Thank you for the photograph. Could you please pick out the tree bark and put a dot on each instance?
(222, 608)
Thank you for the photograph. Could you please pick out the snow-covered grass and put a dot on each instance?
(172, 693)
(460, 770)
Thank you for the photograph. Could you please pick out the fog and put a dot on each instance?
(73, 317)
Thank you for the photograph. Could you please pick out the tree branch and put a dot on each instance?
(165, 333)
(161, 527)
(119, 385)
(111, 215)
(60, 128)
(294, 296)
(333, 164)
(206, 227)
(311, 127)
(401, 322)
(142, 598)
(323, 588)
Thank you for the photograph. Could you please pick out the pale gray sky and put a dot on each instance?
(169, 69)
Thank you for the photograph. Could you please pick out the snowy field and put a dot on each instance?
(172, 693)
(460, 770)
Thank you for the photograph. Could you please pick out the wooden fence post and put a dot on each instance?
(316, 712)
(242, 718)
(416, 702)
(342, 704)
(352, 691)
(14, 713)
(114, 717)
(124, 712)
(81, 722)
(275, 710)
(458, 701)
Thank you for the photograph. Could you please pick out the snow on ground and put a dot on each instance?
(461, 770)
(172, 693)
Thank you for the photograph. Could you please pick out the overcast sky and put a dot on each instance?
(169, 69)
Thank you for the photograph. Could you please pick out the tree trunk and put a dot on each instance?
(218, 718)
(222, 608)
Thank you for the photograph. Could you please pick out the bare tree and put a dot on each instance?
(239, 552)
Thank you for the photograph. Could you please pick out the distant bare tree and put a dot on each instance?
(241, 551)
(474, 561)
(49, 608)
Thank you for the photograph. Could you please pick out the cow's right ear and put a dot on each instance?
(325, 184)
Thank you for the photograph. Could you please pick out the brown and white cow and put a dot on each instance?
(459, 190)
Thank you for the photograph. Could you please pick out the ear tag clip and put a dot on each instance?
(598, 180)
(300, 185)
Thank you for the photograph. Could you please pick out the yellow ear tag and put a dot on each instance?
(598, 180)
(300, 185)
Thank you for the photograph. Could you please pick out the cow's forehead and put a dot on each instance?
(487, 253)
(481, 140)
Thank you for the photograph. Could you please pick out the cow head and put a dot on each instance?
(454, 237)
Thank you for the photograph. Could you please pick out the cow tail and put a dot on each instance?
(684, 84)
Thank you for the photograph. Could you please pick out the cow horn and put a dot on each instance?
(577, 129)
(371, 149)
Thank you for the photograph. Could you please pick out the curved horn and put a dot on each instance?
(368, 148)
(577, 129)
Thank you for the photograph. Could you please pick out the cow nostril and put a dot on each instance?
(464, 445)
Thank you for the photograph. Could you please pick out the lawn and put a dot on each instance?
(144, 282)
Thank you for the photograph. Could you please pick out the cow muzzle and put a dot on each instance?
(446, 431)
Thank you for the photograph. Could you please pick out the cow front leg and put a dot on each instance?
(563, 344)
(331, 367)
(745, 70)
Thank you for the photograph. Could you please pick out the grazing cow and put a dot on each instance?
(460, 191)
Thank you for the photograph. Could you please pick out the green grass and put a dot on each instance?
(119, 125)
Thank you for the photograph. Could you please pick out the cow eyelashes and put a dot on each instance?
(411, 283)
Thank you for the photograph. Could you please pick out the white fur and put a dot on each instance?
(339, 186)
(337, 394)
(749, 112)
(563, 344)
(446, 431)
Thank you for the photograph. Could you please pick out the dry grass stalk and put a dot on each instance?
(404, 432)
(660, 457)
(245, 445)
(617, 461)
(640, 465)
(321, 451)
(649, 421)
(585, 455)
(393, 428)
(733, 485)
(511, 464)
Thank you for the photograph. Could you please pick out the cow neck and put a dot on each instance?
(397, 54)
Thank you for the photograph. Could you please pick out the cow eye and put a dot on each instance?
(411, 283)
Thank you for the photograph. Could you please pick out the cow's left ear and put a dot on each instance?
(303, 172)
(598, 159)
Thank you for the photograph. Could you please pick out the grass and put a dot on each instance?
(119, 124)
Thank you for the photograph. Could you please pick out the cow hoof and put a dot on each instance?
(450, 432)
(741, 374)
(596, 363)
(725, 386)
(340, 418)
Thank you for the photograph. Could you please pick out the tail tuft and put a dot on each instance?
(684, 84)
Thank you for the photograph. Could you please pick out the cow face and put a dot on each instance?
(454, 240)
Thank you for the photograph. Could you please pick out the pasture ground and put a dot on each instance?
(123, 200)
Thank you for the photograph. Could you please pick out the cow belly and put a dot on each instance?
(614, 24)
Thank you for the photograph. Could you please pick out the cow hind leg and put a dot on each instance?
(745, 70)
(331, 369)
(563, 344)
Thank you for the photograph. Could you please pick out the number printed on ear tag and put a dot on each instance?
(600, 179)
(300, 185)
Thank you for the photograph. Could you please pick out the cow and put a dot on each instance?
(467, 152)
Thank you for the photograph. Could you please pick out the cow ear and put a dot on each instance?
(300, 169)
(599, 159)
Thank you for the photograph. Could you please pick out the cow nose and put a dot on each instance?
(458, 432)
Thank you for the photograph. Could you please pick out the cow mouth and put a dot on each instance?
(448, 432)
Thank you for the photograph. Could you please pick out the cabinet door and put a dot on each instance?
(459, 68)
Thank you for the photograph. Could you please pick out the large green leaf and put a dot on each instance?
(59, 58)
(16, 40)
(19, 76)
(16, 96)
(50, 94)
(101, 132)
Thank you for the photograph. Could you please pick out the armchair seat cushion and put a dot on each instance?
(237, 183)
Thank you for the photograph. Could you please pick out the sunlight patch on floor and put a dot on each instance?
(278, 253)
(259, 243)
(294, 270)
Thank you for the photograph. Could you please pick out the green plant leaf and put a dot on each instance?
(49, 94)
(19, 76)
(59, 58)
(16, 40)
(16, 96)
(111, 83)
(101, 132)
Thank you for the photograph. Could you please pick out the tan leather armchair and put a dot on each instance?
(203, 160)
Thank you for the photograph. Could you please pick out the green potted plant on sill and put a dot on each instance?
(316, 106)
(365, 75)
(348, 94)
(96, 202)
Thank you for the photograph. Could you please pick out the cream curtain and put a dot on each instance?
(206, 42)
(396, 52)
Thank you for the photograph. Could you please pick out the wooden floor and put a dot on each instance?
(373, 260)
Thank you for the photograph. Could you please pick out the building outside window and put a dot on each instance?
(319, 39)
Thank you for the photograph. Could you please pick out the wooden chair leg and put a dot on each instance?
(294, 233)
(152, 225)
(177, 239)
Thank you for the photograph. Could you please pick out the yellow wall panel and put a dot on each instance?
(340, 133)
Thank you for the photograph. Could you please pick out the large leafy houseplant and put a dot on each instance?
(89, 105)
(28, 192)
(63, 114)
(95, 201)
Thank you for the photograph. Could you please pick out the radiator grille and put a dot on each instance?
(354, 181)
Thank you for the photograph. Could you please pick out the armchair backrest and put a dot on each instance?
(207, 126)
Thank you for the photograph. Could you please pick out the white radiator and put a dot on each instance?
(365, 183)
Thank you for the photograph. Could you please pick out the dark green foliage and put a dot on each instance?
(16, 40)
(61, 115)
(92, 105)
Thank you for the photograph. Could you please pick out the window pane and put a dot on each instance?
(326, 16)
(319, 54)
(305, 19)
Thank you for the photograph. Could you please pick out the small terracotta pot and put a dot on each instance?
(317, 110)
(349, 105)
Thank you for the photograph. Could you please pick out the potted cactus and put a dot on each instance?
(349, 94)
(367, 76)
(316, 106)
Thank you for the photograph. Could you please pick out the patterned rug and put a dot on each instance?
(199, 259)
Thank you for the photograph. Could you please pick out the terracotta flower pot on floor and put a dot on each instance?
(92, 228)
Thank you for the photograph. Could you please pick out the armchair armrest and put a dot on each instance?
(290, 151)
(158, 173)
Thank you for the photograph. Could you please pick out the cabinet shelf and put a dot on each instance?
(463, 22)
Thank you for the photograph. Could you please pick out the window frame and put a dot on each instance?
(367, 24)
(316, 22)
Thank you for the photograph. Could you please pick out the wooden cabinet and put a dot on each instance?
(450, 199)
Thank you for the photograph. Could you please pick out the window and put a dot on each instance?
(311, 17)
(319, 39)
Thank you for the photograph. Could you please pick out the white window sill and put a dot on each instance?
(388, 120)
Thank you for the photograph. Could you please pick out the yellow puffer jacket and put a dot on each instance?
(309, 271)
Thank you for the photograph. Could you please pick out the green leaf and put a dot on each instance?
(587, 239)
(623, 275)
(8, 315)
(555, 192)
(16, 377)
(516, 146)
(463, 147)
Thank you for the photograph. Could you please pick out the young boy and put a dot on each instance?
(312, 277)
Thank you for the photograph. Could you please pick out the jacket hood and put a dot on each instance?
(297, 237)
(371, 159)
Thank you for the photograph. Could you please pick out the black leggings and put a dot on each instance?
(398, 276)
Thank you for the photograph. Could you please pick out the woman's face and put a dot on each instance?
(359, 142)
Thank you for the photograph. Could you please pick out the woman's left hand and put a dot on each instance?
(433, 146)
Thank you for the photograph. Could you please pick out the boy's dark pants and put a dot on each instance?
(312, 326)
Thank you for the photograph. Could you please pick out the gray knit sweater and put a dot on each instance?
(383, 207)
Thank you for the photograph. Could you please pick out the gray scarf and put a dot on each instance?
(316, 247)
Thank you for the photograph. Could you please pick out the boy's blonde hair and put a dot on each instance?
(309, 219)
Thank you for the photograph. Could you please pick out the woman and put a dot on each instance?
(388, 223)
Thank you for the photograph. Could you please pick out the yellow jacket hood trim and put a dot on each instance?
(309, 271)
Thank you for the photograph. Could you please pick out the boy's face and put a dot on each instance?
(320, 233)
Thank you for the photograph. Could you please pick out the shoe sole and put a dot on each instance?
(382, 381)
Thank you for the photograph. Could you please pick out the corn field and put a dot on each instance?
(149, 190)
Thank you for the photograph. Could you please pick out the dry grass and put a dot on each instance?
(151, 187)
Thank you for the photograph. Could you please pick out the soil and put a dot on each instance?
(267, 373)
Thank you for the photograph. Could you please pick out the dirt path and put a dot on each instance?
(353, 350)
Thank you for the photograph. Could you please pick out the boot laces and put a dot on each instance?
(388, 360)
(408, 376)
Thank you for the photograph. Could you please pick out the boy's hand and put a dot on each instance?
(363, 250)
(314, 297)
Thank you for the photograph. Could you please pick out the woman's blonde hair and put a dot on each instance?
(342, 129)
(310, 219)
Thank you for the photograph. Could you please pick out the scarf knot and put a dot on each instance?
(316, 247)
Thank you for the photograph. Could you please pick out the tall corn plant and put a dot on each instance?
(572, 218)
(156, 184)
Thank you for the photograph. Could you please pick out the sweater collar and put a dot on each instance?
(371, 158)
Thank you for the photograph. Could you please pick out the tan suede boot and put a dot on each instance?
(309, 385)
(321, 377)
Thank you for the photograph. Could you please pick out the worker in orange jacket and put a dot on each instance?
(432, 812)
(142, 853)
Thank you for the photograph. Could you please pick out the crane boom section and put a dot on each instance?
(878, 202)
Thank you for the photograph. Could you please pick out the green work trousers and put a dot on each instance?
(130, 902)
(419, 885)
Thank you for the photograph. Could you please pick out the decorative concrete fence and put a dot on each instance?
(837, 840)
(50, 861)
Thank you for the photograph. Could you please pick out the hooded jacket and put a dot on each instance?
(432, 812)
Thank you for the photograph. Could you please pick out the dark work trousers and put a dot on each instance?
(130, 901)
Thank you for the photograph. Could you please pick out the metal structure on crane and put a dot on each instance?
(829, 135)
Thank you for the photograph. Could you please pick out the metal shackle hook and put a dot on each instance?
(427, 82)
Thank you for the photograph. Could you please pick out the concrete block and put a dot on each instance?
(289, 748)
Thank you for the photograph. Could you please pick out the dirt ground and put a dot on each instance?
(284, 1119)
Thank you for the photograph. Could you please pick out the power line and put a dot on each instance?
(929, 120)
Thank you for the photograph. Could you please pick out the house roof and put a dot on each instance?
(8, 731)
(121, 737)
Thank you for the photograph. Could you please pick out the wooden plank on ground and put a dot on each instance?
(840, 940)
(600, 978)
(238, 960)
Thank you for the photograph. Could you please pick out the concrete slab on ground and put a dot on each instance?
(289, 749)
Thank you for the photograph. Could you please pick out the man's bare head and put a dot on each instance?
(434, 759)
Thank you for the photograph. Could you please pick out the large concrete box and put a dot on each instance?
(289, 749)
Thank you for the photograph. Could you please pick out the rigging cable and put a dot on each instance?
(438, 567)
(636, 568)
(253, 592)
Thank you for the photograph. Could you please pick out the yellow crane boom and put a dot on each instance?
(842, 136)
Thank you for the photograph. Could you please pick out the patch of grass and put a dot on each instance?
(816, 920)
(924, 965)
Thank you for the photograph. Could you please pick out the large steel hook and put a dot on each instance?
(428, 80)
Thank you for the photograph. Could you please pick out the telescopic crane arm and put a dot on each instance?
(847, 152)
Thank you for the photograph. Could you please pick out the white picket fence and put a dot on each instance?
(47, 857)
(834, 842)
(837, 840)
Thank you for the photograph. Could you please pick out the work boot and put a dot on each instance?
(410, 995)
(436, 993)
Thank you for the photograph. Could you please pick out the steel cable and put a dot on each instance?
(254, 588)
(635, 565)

:: PROBLEM DESCRIPTION ::
Set down only these lines, exactly: the line containing "roof and put a dot on each instance?" and each line after it, through the end of the listing.

:: RESPONSE BOX ::
Thank you for the photograph. Could you please pick out the house roof and put a dot on each instance?
(8, 731)
(121, 737)
Thank you for the photograph. Could you please pick out the wooden plank on ground and put a dot on each instance?
(840, 940)
(600, 978)
(238, 960)
Thank you for the photograph. Could you please pick out the concrete slab on ground and put a dot on each instance?
(289, 749)
Thank you for the photograph. Could you please pick out the man's bare head and put a dot on each instance?
(434, 759)
Thank you for the photograph. Could you please pick out the large concrete box and put a dot on each instance?
(289, 749)
Thank you for the photograph. Could you please pick out the rigging cable and put a dot on each instance?
(438, 567)
(636, 568)
(253, 592)
Thank you for the photograph. Could you please pick out the yellow crane boom and put a dot on each instance?
(842, 136)
Thank you for the photograph. Could you please pick out the patch of grass and put a dot on each instance?
(816, 920)
(924, 965)
Thank you for the photograph. Could you please pick out the large steel hook and put a dot on each instance?
(428, 80)
Thank you for the photograph. Could you please pick out the telescopic crane arm and put a dot on each instance?
(847, 152)
Thank you for the photograph. Could you please pick out the white picket fence and put a dot on each instance?
(47, 857)
(834, 842)
(837, 840)
Thank you for the photograph. Could you please pick out the work boot and put a dot on each instance?
(410, 995)
(436, 993)
Thank you for the photograph. Could you please pick out the steel cable and put a dot on each instance?
(254, 588)
(635, 565)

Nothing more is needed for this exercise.